Doop · op 16 februari 1756 · Lierop
Beroep

Priester

Overleden · op 14 februari 1818 · mogelijkerwijze 61 jaar oud · Turnhout (B)

Notities

In die tijd gingen geleidelijk meer studenten naar Leuven om theologie te studeren. In de tweede helft van de 18e eeuw waren Martinus van Dijk, Wilhelmus van Asten, Lambertus van den Boomen en Joannes van de Warenberg, allen uit Lierop, studenten te Leuven. (Uit: Hertog Jan en de Zummerse mens)

"Joannes van den Waersenburgh ex Lierop. S.T.B.F. Anno 1783 a Facultate
artium promotus ad Beneficium curatum in Ecclesia Turnholtana vincula,
exilium, carcerem, alia passus sub furore theophilantropico Gallorum, ab
anno 1794 ad annum 1802, quo, erectis cum novis Dioecesibus novis
functionibus Ecclesiasticis inter Vicarios dicti municipii nominatus est a
Joanne Amando de Roque-Laure, primo, post recens erectam Archidiocesim,
Mechliniensium Antistite ; ibidemque demum, ad plurimorum maerorem, obiit 14
Febr. 1818, confessarius zelosus et anthropous zôgrôn"

vertaald:

"Joannes van den Waersenburgh uit Lierop. S.T.B.F. werd in het jaar 1783 door de filosofische faculteit bevorderd tot een met zielzorg verbonden ambt in de kerk van Turnhout, moest ketenen, ballingschap, gevangenschap en nog meer verduren onder de "godshumanistische" furie der Fransen, van het jaar 1794 tot het jaar 1802, waarin hij, toen er met de nieuwe diocesen nieuwe kerkelijke functies werden geschapen, benoemd werd onder de vicarissen van de genoemde stad door Joannes Amandus de Roque-Laure, de eerste hogepriester der Mechelsen (Mechelenaren? Mechelnaren?) na de recente oprichting van dat aartsbisdom, en daar tenslotte overleed hij, tot verdriet van zeer velen, op 14 feb. 1818, een gedreven biechtvader en vanger van mensen."
※ ※ ※
▸ **OPDRACHT**: Welke studenten uit Lierop studeerden volgens de brontekst in de tweede helft van de 18e eeuw in Leuven? Noem ze allemaal.

▸ **GEGEVENSFRAGMENT**:
※ ※ ※
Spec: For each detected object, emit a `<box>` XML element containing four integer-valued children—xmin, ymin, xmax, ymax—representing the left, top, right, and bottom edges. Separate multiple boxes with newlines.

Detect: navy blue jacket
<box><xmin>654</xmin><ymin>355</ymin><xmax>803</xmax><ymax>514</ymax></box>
※ ※ ※
▸ **ANTWOORD**: Martinus van Dijk, Wilhelmus van Asten, Lambertus van den Boomen en Joannes van de Warenberg.